## TASK
From the article on financial security, repeat word for word the part that opens with the words containing "Hot Tips for" and closes with "been quite successful.".

## DOCUMENT EXCERPT
Hot Tips for Financial Security

G. EDWARD REID

One of the many benefits of being a Seventh-day Adventist is learning that God has an interest in us personally. Much counsel is given in the Bible regarding such important life skills as health, family relations, fellowship with other believers, personal spiritual growth, and money management. God wants us to prosper (3 John 2), to live abundant lives (John 10:10), and to experience His wisdom and blessing (Prov. 3:5-10).

How we handle our money has a great deal to do with our personal happiness, our stress level, the quality of our family lives, the stability of our marriages, and the success of our chosen careers. The devil would like to see these areas of our lives messed up, and in many cases he’s been quite successful.

Referring-expression pointing data

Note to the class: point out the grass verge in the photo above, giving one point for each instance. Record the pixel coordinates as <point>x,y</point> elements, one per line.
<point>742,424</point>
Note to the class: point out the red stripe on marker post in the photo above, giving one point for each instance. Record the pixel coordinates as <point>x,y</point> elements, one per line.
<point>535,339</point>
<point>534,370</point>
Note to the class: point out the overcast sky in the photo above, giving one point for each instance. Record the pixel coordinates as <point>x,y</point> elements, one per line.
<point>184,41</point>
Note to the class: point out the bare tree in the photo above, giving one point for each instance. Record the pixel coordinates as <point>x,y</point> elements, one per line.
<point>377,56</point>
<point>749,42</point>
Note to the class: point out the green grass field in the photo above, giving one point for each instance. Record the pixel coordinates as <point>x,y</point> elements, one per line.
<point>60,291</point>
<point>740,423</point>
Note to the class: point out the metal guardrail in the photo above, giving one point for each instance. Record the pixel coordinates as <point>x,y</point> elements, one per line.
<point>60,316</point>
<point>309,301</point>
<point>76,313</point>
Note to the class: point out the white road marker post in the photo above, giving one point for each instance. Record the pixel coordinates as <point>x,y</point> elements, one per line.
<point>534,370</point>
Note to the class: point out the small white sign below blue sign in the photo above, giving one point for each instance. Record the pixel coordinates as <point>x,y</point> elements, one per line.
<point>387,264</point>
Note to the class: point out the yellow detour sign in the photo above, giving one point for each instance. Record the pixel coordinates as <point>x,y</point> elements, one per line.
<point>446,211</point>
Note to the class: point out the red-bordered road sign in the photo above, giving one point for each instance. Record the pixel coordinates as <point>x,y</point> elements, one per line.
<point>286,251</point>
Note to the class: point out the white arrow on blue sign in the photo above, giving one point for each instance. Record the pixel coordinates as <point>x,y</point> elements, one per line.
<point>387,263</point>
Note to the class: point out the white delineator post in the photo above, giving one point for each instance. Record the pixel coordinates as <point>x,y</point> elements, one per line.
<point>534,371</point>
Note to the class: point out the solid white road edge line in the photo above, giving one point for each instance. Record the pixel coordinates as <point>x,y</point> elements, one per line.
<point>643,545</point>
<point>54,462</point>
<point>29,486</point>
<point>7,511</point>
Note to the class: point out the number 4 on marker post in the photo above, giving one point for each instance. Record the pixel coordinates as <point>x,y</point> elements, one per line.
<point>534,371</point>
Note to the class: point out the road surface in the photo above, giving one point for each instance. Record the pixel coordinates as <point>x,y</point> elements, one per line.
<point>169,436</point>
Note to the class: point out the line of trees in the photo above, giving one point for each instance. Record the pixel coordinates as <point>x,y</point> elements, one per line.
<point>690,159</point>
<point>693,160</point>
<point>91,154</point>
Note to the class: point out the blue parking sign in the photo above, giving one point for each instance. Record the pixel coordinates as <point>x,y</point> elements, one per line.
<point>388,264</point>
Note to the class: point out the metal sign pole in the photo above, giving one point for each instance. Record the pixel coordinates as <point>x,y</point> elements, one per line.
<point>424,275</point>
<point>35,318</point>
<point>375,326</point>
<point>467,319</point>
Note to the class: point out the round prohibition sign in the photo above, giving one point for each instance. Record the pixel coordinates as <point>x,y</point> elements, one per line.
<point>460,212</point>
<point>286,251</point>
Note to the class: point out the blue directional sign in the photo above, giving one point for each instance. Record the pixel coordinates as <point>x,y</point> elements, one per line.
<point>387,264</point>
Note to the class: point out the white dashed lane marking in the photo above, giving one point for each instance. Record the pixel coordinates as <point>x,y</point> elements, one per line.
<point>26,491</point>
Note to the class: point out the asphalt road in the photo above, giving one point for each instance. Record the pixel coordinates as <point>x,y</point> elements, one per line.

## WRITTEN SOLUTION
Hot Tips for Financial Security

G. EDWARD REID

One of the many benefits of being a Seventh-day Adventist is learning that God has an interest in us personally. Much counsel is given in the Bible regarding such important life skills as health, family relations, fellowship with other believers, personal spiritual growth, and money management. God wants us to prosper (3 John 2), to live abundant lives (John 10:10), and to experience His wisdom and blessing (Prov. 3:5-10).

How we handle our money has a great deal to do with our personal happiness, our stress level, the quality of our family lives, the stability of our marriages, and the success of our chosen careers. The devil would like to see these areas of our lives messed up, and in many cases he’s been quite successful.